**DIRECTIVES:**
A - Copy the entries from the line containing "Target: woman standing in water" down to the line containing "(1093, 581)", both included. Substitute "concrete" for "stone" and leave everything else unchanged.
B - Pick up the account of the Kootenay Lake development permit area review where it stops, and continue it.

**EXTRACT TO READ:**
****************

The Regional District of Central Kootenay is undertaking a review of its Environmental Development Permit Areas (EDPAs) around Kootenay Lake. Environmental Development Permit Areas are one of the tools used by local governments to ensure that development activities are completed in a way that is sensitive to the natural environment. There are several EDPAs that have been in place around Kootenay Lake for a number of years.
Having EDPAs along Kootenay Lake is important. They require property owners to clearly understand the potential impacts of development activities to the foreshore, avoid these impacts where possible and mitigate or compensate for them where disturbance is unavoidable.
This review is being undertaken to develop a more consistent EDPA around Kootenay Lake. Currently, of the four Electoral Areas bordering the Lake (Areas A, D, E and F) only three (Areas A, D and E) have an EDPA in place. Electoral Area F does not have any EDPA in place.
The EDPA – the area where disturbance or development activities trigger the need for a permit – are different sizes depending on which Electoral Area they are in. Additionally, the expectations for development within these areas are not clearly laid out in each EDPA. These inconsistencies can lead to confusion or miscommunication around what is and isn’t acceptable for developing near Kootenay Lake and misunderstandings for when a Development Permit is required.
The purpose of the Kootenay Lake Development Permit Area Review is to make the EDPAs more consistent across the Electoral Areas, ensure they are aligned with the values of RDCK residents and reflect current conservation best practices. Doing so will preserve the shared values for Kootenay Lake for the long-term and ensure it is a healthy lake that can support all living things that depend on it.

****************

**SOURCE RECORDS:**
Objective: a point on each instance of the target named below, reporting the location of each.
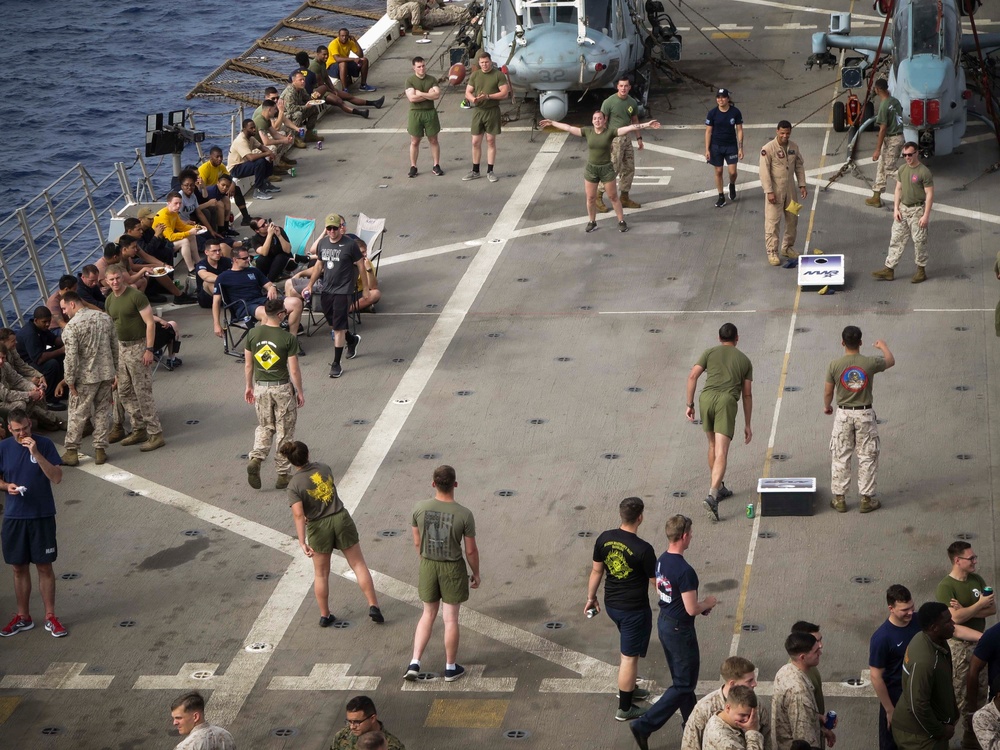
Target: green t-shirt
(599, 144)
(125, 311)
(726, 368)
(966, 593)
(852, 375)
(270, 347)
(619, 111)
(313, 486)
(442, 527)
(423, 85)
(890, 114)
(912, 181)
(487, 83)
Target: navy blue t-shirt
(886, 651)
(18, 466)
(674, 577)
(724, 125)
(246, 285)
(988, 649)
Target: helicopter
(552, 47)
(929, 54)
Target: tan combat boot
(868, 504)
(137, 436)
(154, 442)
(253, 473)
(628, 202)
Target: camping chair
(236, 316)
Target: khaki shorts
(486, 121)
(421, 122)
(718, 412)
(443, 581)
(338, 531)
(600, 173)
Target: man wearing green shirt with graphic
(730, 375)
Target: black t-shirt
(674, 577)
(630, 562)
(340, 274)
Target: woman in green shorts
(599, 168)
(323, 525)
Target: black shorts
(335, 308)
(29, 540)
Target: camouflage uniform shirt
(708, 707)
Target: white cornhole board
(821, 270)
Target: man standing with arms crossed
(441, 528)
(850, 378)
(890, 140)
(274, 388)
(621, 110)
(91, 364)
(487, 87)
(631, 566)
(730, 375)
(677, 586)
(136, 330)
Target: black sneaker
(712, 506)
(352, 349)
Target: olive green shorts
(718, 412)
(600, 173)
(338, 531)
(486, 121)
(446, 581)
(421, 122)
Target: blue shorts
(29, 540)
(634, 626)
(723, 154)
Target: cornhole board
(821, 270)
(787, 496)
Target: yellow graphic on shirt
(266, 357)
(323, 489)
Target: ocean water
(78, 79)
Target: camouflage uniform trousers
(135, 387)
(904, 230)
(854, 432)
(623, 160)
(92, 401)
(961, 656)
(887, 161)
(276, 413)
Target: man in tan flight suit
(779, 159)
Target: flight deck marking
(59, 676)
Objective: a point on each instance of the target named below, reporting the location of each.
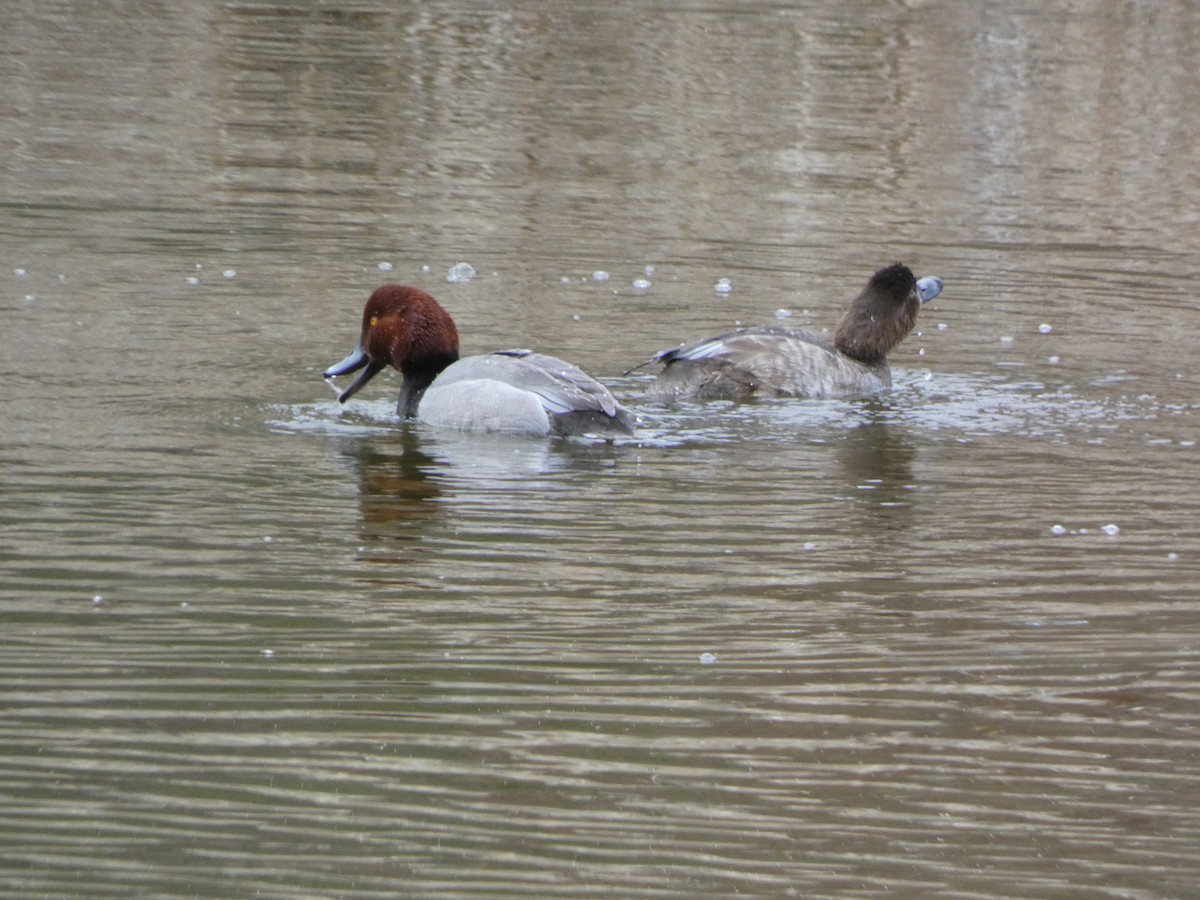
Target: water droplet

****************

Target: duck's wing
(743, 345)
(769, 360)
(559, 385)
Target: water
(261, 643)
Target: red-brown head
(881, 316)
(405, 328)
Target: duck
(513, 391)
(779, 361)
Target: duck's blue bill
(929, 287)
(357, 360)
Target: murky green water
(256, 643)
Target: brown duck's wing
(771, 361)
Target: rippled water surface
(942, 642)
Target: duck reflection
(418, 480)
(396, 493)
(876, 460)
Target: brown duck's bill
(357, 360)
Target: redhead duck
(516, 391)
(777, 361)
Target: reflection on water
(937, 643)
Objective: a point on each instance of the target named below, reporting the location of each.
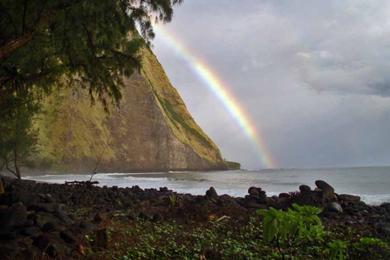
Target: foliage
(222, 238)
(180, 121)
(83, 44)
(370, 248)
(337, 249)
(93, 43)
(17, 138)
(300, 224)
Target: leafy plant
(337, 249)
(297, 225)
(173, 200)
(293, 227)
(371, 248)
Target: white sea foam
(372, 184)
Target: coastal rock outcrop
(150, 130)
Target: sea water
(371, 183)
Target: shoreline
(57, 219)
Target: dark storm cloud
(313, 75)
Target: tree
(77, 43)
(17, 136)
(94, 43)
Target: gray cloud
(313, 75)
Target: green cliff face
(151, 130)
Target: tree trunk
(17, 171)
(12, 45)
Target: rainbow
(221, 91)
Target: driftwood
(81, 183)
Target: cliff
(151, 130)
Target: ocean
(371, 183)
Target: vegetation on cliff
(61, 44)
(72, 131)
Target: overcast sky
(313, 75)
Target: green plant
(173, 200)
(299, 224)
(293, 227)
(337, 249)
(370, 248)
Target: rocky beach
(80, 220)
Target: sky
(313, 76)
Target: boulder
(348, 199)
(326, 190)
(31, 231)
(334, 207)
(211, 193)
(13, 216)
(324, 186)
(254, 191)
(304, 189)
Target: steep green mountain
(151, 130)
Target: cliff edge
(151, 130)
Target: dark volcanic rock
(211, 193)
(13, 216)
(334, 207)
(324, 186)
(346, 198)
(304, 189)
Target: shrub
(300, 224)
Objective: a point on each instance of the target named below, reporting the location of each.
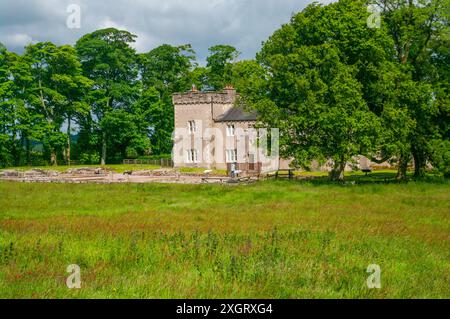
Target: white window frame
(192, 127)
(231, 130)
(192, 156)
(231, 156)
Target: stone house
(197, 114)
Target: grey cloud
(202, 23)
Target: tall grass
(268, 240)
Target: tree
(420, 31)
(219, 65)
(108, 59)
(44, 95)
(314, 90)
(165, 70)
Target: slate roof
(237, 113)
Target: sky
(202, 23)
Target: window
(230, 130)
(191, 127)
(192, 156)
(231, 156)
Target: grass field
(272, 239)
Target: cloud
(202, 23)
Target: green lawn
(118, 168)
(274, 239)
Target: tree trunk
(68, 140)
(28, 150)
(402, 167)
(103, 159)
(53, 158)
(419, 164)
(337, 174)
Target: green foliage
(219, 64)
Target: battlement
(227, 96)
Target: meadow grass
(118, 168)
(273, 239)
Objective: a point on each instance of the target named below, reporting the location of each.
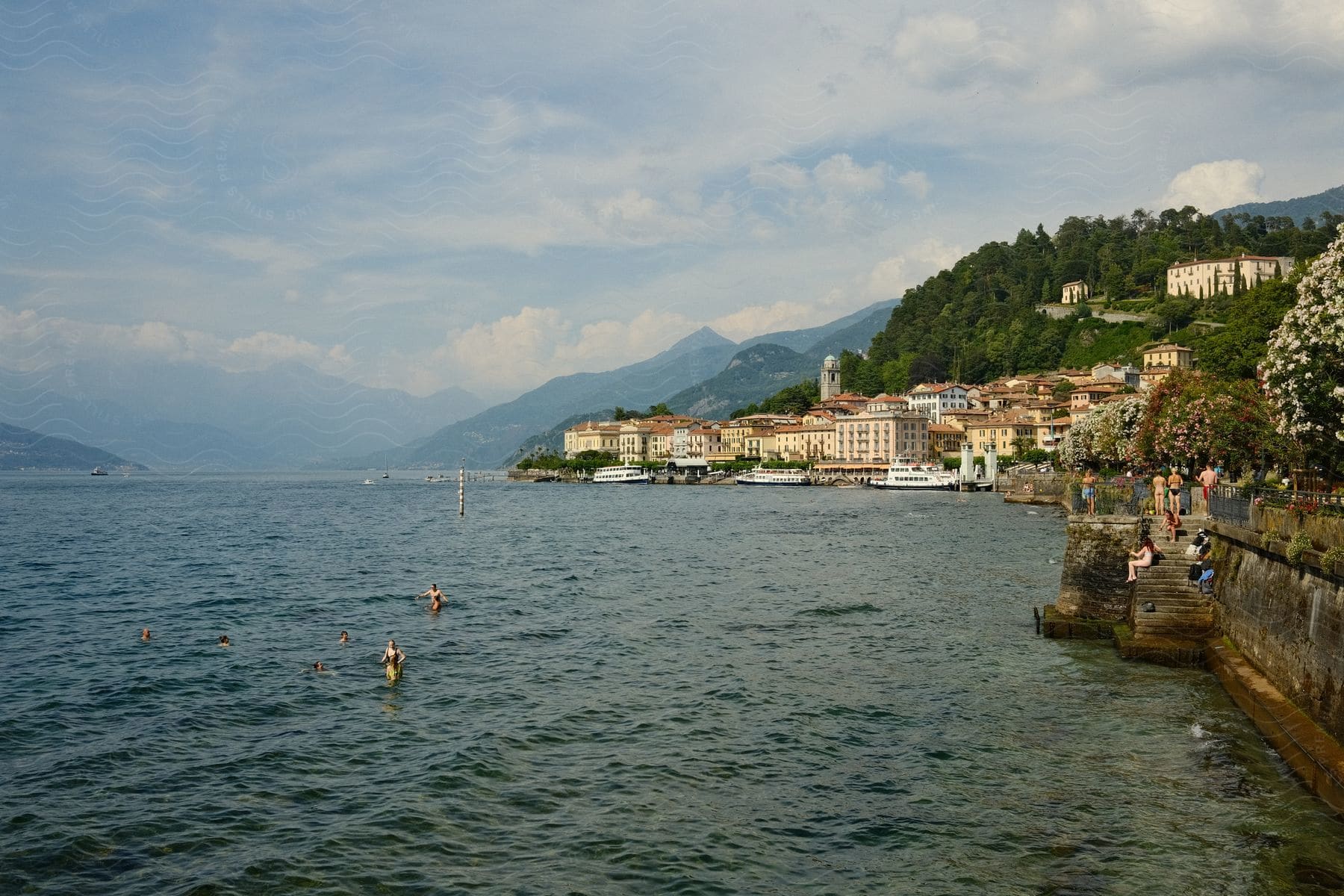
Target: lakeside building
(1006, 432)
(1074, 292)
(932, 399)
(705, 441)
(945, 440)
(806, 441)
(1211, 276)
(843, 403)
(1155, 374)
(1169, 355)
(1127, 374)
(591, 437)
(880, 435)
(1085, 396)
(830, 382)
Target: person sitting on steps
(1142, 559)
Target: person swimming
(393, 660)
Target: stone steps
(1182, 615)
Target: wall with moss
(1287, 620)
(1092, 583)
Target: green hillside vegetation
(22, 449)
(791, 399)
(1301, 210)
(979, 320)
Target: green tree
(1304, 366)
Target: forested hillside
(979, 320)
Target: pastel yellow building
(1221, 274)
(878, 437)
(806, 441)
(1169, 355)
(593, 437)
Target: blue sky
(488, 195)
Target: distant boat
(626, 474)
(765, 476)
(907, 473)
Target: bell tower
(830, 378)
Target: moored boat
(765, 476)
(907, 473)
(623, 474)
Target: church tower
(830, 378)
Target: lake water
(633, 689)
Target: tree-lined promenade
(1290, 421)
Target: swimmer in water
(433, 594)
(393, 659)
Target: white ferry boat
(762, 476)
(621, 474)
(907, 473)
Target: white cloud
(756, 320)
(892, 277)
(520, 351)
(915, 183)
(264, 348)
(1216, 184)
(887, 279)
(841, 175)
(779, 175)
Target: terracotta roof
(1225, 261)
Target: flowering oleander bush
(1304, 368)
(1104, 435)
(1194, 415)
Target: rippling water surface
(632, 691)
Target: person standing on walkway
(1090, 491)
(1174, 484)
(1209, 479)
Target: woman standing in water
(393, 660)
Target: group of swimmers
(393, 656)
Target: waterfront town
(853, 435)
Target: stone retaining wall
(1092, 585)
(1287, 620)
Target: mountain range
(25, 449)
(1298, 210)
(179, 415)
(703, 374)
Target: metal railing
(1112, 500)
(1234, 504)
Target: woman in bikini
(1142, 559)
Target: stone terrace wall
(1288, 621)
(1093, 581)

****************

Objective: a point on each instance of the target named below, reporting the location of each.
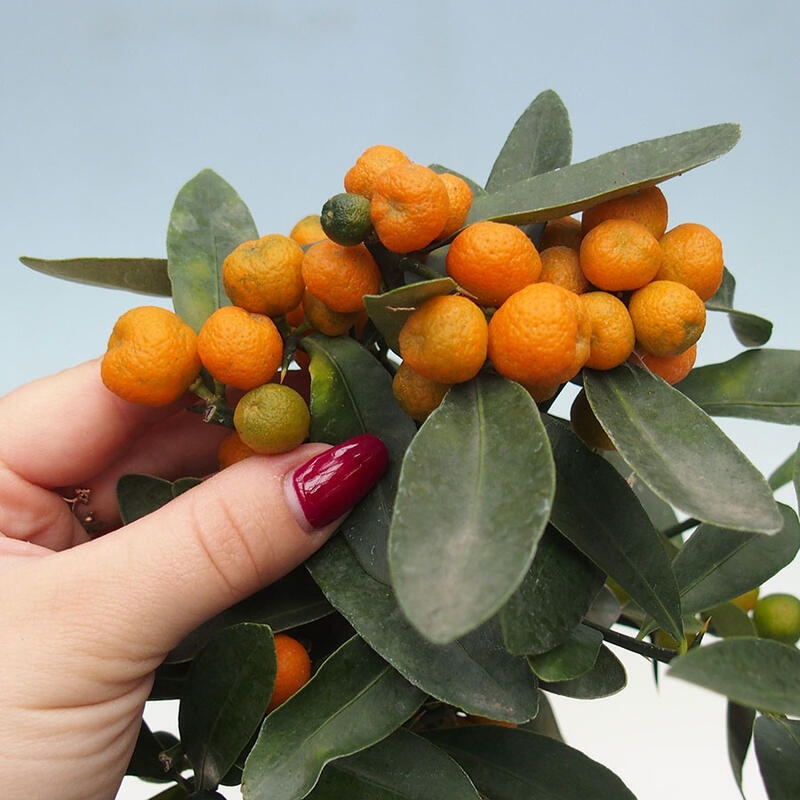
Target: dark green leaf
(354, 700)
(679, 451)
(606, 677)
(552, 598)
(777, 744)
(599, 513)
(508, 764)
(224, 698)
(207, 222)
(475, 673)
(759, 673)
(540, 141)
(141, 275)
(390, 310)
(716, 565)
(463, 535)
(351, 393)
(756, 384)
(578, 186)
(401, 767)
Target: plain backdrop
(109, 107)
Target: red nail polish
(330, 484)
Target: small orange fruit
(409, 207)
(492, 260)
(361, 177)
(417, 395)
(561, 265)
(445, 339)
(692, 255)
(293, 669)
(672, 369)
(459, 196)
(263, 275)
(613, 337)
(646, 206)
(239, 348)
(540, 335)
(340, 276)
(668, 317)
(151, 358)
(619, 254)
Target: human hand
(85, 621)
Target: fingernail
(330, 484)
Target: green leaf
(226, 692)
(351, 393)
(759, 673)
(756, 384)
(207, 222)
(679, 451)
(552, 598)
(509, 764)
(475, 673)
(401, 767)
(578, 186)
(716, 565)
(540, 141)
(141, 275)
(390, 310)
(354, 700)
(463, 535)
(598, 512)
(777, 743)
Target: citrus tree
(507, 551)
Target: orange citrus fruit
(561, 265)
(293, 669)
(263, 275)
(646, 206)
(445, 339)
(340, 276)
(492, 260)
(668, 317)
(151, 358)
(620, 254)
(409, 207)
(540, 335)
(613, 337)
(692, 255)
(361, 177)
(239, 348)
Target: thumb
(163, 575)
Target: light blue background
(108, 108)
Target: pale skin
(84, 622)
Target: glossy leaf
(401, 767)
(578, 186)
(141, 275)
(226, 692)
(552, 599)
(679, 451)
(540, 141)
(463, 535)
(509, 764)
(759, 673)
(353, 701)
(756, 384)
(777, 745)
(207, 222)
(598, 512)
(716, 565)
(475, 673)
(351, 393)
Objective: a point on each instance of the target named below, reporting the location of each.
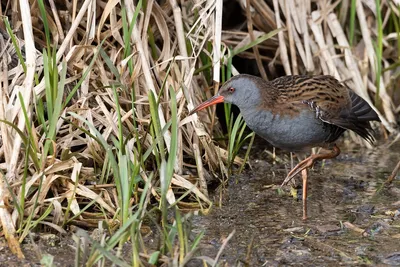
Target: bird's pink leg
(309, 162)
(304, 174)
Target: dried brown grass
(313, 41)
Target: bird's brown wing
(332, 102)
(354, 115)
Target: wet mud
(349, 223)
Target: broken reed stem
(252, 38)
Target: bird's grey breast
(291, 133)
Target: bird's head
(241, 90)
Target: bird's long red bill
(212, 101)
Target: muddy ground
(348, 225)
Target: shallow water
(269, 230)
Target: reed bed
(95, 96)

****************

**RESPONSES PER TASK:**
A -
Target: woman standing in water
(393, 660)
Target: group of swimmers
(393, 656)
Target: waterfront town
(853, 435)
Target: concrete retaining wall
(1092, 585)
(1287, 620)
Target: mountain range
(25, 449)
(1298, 210)
(179, 415)
(703, 374)
Target: metal railing
(1112, 500)
(1234, 504)
Target: woman in bikini
(1142, 559)
Target: concrete terrace wall
(1288, 621)
(1093, 581)

B -
Over the past year, RDCK Planning Staff have been working to answer the question, How can we ensure we are effectively caring for Kootenay Lake’s shoreline as development activities take place?
Based on our research of the recently completed Kootenay Lake Foreshore Integrated Management Planning, what other local governments across the Province are doing, and what we learned through the engagement completed to date for the project, we will be hosting public information sessions later this Summer to share our key learnings with you.
As part of this initiative, the RDCK has created A Resource for Kootenay Lake Living: a document that provides an overview of riparian areas, shoreline stewardship principles, and the roles of various levels of government along the shoreline. Take a look at, A Resource for Kootenay Lake Living. Additional information on riparian areas and how EDPAs relate to them was covered in the Phase 2 workshops for the project. If you missed the workshops, you can still view the presentation slides .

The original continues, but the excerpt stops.